■ Data listing ■

════════

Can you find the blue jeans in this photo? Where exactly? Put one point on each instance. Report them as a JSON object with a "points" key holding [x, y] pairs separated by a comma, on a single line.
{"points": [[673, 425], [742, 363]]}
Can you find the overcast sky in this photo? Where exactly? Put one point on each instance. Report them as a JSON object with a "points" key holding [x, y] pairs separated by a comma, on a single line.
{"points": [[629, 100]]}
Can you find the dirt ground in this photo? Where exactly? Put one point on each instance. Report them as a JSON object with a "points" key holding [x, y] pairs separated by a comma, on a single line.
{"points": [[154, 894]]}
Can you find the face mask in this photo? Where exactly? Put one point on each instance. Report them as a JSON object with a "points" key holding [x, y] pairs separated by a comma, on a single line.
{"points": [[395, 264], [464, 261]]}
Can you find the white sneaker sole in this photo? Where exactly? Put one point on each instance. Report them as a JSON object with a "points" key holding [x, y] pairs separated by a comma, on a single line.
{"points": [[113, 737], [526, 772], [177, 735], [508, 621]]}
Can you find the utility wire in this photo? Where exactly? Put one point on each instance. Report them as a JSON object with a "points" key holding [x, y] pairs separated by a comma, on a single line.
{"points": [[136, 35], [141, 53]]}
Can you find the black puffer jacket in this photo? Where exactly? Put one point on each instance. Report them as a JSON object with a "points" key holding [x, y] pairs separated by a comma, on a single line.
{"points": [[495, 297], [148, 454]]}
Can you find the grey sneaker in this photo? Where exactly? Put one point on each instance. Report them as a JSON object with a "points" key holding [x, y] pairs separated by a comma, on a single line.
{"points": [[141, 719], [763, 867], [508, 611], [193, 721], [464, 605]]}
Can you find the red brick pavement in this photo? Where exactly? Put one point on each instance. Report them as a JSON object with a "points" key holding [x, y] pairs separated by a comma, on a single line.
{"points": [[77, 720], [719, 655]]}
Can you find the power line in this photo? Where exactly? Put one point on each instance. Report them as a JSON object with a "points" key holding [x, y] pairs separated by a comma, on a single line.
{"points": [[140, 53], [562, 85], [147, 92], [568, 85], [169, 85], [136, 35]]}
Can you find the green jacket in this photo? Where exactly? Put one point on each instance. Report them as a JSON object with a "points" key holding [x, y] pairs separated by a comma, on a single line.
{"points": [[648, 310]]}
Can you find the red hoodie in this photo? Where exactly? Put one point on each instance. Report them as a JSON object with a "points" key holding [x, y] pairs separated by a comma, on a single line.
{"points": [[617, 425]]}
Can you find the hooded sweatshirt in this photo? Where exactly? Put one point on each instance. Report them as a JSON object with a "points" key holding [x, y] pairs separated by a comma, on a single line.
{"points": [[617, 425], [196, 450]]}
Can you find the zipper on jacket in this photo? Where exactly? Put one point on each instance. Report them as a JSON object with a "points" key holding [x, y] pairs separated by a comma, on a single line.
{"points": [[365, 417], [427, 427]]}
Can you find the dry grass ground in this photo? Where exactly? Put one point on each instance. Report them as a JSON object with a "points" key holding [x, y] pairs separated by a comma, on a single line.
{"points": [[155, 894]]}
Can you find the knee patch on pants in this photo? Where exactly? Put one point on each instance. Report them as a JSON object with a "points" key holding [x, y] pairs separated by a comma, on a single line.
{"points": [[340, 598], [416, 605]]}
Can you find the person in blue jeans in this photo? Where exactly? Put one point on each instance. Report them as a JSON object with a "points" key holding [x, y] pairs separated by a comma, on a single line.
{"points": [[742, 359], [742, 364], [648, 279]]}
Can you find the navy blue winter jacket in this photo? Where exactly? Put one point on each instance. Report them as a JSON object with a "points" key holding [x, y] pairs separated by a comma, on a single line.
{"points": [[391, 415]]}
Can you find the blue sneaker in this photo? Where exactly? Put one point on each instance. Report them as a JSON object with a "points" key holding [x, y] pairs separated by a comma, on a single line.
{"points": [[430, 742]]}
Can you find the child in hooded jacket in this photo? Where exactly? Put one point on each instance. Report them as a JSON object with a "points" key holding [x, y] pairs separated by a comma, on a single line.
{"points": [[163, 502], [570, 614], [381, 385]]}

════════

■ Task ■
Write out again, exactly, the lines from the one holding "Can you find the child" through the end of the listing, with both ends included.

■ Output of the task ■
Can you find the child in hooded jacket in this photo? Where exactly? Put one point on each instance. Report them as a JSON object with a "points" key holding [x, y] pairs separated by a comma, on a single line.
{"points": [[163, 502], [570, 614], [381, 385]]}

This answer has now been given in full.